WHAT TO PRODUCE
Can you reproduce all of the material below word for word, leaving out the pictures?

:::::

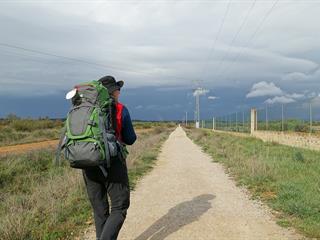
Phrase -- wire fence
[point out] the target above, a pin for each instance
(294, 117)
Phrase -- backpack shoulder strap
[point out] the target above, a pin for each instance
(61, 145)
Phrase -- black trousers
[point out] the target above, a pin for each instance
(108, 221)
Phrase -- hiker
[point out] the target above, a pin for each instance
(116, 185)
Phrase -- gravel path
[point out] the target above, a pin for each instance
(187, 196)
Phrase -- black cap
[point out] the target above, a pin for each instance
(110, 83)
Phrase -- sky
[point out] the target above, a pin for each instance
(242, 53)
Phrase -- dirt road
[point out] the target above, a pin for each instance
(186, 196)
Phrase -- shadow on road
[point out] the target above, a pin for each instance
(177, 217)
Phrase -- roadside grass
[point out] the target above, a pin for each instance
(41, 201)
(286, 178)
(14, 130)
(17, 131)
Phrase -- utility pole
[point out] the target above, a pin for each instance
(310, 113)
(282, 120)
(186, 118)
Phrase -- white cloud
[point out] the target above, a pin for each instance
(200, 92)
(263, 88)
(281, 99)
(295, 77)
(213, 97)
(158, 43)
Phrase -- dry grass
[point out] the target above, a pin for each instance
(286, 178)
(41, 201)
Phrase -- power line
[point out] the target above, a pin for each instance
(235, 59)
(237, 34)
(104, 66)
(213, 46)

:::::

RESULT OF THE TASK
Phrase -- wire fence
[point out] the target above, a pin for each instance
(294, 117)
Phrase -- backpack shoulder strap
[point out] the target above, a pin for each instance
(61, 145)
Phrase -- black trousers
[point out] the target above, a pin for each instance
(108, 221)
Phrase -- hiker
[point out] the target above, a pin for each instance
(116, 185)
Phrase -- gravel path
[point out] the target above, a pin for each instance
(187, 196)
Phrase -- black cap
[point out] the target above, a pin for each instance
(110, 83)
Phrase -- sky
[point out] the target above, a pin for each instance
(242, 53)
Phrase -- dirt road
[point out] the target above, a pin for each instance
(186, 196)
Phrase -- shadow on road
[point out] the target above, a pin for each instance
(177, 217)
Phrase -- roadside grass
[point out] the target above, a pin for each instance
(41, 201)
(286, 178)
(14, 130)
(17, 131)
Phrase -- utility pole
[point out] the target above, a pin for each instance
(310, 113)
(282, 120)
(186, 118)
Phrase -- white cloud
[point out] the target above, a pin for each instance
(200, 92)
(263, 88)
(281, 99)
(295, 77)
(213, 97)
(158, 43)
Phrase -- dry grass
[point out] the target above, a pin for each instance
(286, 178)
(41, 201)
Phrase -- power line
[point out] the target above, a pin for each instance
(235, 59)
(237, 34)
(104, 66)
(213, 46)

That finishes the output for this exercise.